▸ Things to do
**A)** Do the following statements agree with the text on Aberdeen Township's budget? (i) In 2019, officials used $950,000 from the surplus fund as revenue. (ii) The budget was adopted in April. (iii) The township expects more state aid in 2020 than it received in 2019. For each, answer yes or no and quote the words from the text that decide it.
**B)** Could you continue the text on Aberdeen Township's budget, beginning after its last sentence?

The budget was adopted on June 18.

When the budget was introduced in April, the spending plan totaled $22.05 million. Adjustments were made during the intervening months for road repair costs that added $30,000 to the budget, according to Township Manager Bryan Russell.

The 2020 budget will be supported through the collection of a $12.22 million local tax levy to be collected from residential and commercial property owners. Officials will use $1.25 million from the surplus fund (savings) as revenue and expect to receive $1.44 million in state aid.

Aberdeen Township’s 2019 budget totaled $21.87 million and was supported through the collection of a $12.21 million local tax levy. Officials used $950,000 from the surplus fund as revenue and received $1.44 million in state aid.

In 2019, the municipal tax rate was 54.7 cents per $100 of assessed valuation. The average home in the township was assessed at $300,010. The owner of that home paid about $1,641 in municipal taxes.

In 2020, the municipal tax rate is projected to be 52.4 cents per $100 of assessed valuation. The average home in the township is projected to be assessed at $312,900. The owner of that home will pay about $1,640 in municipal taxes.

▸ Dataset

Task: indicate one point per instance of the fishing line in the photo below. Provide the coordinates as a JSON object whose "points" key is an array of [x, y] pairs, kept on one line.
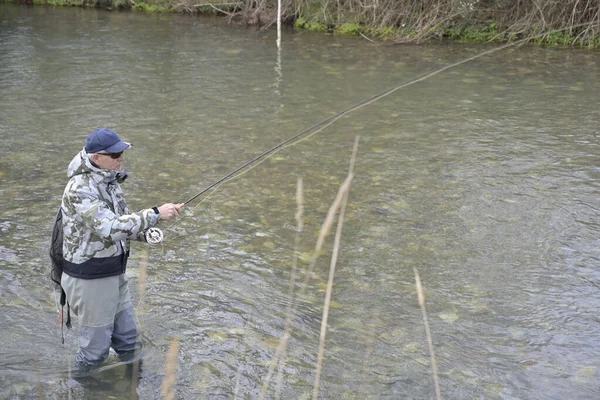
{"points": [[319, 126]]}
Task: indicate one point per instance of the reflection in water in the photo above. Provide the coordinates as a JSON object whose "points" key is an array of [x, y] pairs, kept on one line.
{"points": [[484, 178]]}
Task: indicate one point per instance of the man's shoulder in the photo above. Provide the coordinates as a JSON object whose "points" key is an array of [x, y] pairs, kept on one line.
{"points": [[81, 184]]}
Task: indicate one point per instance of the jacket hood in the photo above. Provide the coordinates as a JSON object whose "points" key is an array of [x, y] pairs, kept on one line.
{"points": [[81, 164]]}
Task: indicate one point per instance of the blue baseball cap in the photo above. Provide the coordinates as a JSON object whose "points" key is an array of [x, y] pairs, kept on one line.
{"points": [[104, 140]]}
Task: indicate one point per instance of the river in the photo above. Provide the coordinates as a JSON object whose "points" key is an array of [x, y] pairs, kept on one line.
{"points": [[485, 178]]}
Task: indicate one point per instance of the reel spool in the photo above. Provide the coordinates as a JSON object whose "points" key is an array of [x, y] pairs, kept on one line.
{"points": [[154, 236]]}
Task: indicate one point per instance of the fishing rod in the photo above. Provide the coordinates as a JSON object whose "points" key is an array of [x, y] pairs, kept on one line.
{"points": [[157, 236]]}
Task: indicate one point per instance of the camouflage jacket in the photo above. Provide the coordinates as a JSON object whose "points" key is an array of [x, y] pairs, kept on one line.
{"points": [[97, 225]]}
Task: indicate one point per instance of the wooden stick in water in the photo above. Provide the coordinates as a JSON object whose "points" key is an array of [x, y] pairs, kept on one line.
{"points": [[438, 395]]}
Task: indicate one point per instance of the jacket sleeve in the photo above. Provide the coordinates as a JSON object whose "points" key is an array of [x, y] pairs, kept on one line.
{"points": [[95, 215]]}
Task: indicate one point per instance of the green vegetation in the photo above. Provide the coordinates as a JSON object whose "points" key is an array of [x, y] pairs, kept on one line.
{"points": [[151, 8], [557, 23]]}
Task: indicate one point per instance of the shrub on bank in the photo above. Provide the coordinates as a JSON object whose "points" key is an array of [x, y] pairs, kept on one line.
{"points": [[567, 22]]}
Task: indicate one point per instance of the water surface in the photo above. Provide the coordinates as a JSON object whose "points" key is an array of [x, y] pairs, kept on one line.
{"points": [[484, 178]]}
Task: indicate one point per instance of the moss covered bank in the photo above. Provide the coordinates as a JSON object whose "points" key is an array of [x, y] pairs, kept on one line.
{"points": [[568, 22]]}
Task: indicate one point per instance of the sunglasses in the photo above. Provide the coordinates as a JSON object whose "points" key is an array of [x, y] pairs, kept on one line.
{"points": [[114, 156]]}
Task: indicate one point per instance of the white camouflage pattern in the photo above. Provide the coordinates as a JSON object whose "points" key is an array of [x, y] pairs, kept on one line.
{"points": [[96, 220]]}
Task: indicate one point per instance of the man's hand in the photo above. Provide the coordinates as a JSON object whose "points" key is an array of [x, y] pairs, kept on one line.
{"points": [[170, 210]]}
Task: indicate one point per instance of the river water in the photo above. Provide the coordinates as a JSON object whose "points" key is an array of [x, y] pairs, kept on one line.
{"points": [[485, 178]]}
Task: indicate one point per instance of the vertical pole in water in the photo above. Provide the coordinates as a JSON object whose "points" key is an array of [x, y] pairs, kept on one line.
{"points": [[278, 24]]}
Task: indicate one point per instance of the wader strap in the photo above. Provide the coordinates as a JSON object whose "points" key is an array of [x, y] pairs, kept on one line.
{"points": [[63, 301]]}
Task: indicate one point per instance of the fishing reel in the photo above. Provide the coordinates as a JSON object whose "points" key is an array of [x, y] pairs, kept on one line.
{"points": [[153, 236]]}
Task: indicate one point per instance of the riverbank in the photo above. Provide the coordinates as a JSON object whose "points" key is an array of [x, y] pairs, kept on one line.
{"points": [[568, 23]]}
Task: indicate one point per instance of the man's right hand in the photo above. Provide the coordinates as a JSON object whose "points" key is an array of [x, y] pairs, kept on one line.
{"points": [[170, 210]]}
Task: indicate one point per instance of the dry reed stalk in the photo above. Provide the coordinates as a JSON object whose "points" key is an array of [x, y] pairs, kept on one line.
{"points": [[279, 357], [428, 333], [37, 377], [171, 371], [334, 256]]}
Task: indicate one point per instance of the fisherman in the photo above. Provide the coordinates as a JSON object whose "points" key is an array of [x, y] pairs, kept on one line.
{"points": [[97, 229]]}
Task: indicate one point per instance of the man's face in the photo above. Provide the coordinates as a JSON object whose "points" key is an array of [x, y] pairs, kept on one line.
{"points": [[111, 162]]}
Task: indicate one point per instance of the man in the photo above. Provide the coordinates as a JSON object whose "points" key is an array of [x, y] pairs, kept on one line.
{"points": [[97, 228]]}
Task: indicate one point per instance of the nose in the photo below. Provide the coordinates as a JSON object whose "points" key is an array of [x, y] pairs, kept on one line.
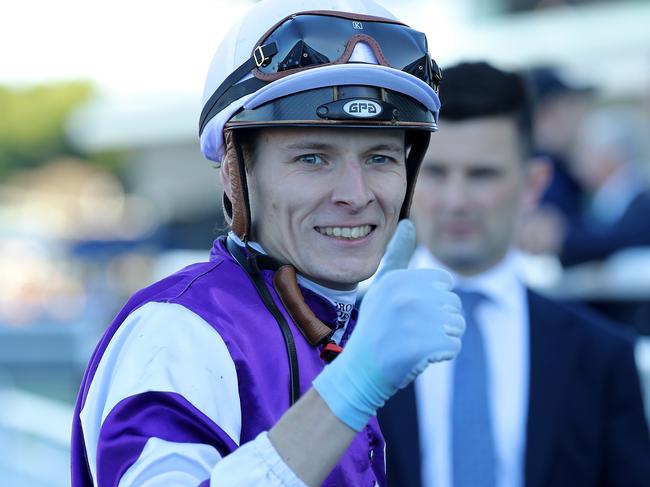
{"points": [[351, 189]]}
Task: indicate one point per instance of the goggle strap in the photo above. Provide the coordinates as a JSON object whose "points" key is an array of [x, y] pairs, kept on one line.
{"points": [[261, 56]]}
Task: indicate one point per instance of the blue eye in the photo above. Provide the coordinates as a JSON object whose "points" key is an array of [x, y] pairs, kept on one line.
{"points": [[311, 159], [379, 159]]}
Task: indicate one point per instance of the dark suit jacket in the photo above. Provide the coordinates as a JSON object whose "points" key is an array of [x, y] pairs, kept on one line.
{"points": [[586, 425]]}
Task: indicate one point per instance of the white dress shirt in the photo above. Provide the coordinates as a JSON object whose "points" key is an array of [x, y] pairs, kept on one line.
{"points": [[504, 324]]}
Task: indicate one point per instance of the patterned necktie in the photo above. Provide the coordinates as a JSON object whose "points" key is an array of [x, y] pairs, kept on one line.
{"points": [[473, 451]]}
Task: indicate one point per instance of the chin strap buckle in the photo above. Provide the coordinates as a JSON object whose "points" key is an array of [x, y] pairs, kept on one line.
{"points": [[262, 55], [330, 351]]}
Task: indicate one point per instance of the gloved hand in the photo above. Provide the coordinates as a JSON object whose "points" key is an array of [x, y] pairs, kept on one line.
{"points": [[407, 319]]}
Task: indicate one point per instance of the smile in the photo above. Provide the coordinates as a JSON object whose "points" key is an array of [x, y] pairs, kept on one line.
{"points": [[345, 232]]}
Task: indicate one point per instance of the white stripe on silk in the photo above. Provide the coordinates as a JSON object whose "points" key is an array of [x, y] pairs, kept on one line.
{"points": [[164, 347], [164, 463]]}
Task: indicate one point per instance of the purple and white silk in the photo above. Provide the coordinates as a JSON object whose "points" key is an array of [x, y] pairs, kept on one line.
{"points": [[191, 370]]}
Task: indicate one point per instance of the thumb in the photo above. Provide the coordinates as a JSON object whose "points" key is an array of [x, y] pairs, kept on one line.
{"points": [[400, 249]]}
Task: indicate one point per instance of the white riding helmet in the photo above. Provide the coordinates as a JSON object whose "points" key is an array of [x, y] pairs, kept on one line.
{"points": [[317, 63]]}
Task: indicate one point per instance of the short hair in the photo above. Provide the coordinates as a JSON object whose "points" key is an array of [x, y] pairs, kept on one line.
{"points": [[472, 90]]}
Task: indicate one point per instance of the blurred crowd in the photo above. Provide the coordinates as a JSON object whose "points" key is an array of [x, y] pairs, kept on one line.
{"points": [[76, 241], [597, 202]]}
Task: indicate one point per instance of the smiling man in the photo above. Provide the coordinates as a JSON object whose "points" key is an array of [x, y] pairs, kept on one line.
{"points": [[254, 369]]}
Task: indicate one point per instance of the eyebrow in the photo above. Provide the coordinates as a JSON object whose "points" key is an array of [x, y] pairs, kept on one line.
{"points": [[323, 146]]}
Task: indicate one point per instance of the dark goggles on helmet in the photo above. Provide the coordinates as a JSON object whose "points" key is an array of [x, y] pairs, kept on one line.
{"points": [[312, 39]]}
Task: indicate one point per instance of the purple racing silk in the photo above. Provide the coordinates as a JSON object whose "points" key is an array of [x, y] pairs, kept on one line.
{"points": [[133, 406]]}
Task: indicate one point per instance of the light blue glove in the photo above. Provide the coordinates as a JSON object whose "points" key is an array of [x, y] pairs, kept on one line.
{"points": [[407, 319]]}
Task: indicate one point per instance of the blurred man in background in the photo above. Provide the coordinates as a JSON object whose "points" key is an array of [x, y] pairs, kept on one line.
{"points": [[559, 109], [541, 394], [615, 212]]}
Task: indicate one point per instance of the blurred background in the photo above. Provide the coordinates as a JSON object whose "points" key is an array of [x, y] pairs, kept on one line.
{"points": [[103, 189]]}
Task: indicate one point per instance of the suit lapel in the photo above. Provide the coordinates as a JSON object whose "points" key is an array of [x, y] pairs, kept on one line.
{"points": [[398, 420], [552, 359]]}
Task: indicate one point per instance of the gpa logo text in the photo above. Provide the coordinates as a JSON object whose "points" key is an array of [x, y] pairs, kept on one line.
{"points": [[362, 108]]}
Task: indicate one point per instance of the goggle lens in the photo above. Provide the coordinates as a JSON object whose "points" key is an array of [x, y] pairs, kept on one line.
{"points": [[310, 40]]}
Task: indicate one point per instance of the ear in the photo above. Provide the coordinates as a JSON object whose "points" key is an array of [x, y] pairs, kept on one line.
{"points": [[538, 174]]}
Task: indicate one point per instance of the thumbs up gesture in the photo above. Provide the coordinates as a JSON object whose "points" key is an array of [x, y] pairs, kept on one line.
{"points": [[408, 319]]}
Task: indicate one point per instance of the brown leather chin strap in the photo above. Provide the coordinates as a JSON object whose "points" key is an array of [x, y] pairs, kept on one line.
{"points": [[286, 285], [236, 211]]}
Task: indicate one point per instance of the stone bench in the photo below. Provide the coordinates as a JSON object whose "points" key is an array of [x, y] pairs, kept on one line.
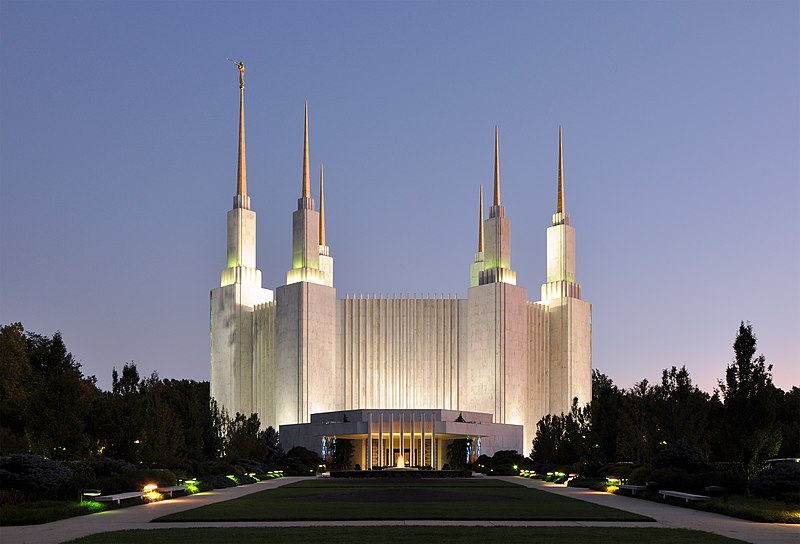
{"points": [[634, 489], [119, 497], [171, 489], [685, 496]]}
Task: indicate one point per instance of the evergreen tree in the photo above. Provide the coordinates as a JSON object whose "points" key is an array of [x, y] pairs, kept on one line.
{"points": [[750, 402]]}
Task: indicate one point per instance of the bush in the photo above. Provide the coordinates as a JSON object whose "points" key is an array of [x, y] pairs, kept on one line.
{"points": [[32, 474], [734, 481], [675, 479], [215, 481], [219, 466], [622, 471], [245, 479], [640, 475], [781, 481], [681, 455]]}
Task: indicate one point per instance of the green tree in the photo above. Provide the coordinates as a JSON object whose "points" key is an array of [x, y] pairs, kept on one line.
{"points": [[15, 375], [750, 402], [59, 399], [457, 454], [242, 439], [788, 410], [607, 414], [637, 439], [548, 445], [343, 454], [272, 442], [680, 410]]}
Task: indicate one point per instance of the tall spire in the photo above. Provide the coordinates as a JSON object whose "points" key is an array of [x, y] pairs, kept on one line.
{"points": [[241, 174], [560, 208], [496, 168], [321, 205], [306, 171], [480, 221]]}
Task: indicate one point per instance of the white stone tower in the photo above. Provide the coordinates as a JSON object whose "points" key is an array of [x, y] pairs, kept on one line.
{"points": [[477, 266], [570, 317], [231, 327], [305, 332], [496, 376]]}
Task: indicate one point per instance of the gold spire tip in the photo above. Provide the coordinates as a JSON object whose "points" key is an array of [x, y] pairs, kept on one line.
{"points": [[306, 170], [560, 204], [496, 166], [321, 205]]}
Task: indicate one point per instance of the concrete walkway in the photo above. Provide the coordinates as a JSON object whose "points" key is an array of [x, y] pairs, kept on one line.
{"points": [[676, 517], [139, 517]]}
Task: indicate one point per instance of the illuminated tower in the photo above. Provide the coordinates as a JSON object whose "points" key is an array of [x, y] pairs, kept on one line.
{"points": [[240, 290], [307, 378], [497, 341], [570, 342], [325, 259], [497, 256], [305, 229]]}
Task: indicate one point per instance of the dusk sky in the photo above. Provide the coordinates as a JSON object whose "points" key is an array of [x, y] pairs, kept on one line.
{"points": [[118, 146]]}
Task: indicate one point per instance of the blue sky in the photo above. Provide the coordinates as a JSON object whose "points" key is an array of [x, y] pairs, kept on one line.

▸ Task answers
**A)**
(i) Yes: "Officials used $950,000 from the surplus fund as revenue"
(ii) No: "The budget was adopted on June 18."
(iii) No: "expect to receive $1.44 million in state aid" for 2020, and "received $1.44 million in state aid" for 2019

**B)**
Municipal taxes are one item on a property owner’s total tax bill, which also includes Matawan-Aberdeen Regional School District taxes and Monmouth County taxes.

The total amount of taxes a property owner pays is determined by the assessed value of his home and/or property and the tax rate that is set by each taxing entity.

Russell said that for 2020, Aberdeen Township’s general liability insurance costs have decreased due to a change in the carrier; healthcare costs have decreased as a result of efficiencies in the township’s health insurance fund and the use of an opt out option for municipal employees; police salaries and wages stabilized because the police willingly renegotiated contracts; and debt service is stabilizing as a result of the township’s debt restructuring and bonding with the Monmouth County Improvement Authority.

Russell said additional savings will be seen in the future.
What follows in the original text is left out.